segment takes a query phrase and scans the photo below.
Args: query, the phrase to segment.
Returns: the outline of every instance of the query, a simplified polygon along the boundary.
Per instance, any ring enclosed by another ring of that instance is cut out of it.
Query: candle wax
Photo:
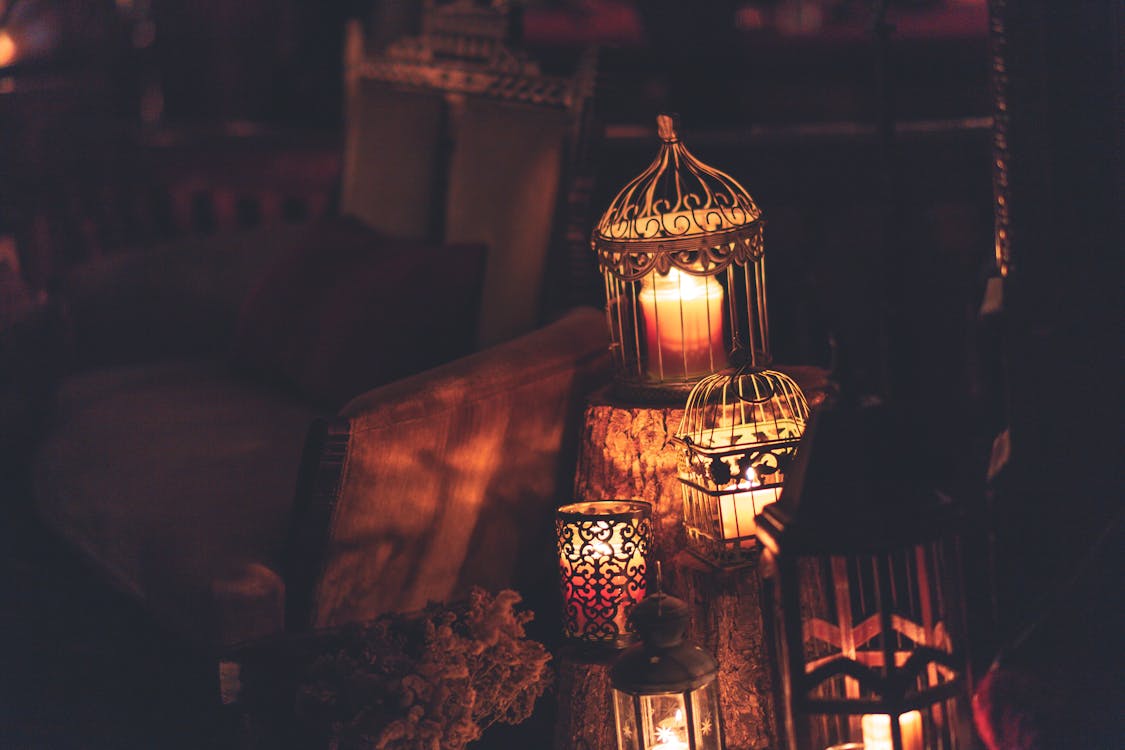
[[[723,287],[713,277],[675,268],[654,274],[642,284],[640,301],[650,375],[694,377],[726,366]]]
[[[907,711],[898,717],[898,725],[902,731],[902,750],[925,750],[920,712]],[[864,750],[894,750],[889,715],[864,714],[862,726]]]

### Work request
Please retype the records above exactly, but leave out any pictures.

### Expected answer
segment takes a query phrase and scans the photo below.
Args: query, the phrase to segment.
Returns: the outline of every instance of the query, a simplified polygon along the boundary.
Per instance, any ring enclosed by another ring of that instance is cut out of it.
Query: candle wax
Photo:
[[[723,287],[713,277],[675,268],[654,274],[642,284],[640,301],[650,375],[694,377],[726,366]]]
[[[907,711],[898,717],[898,725],[902,731],[902,750],[925,750],[920,712]],[[864,750],[894,750],[889,715],[864,714],[862,726]]]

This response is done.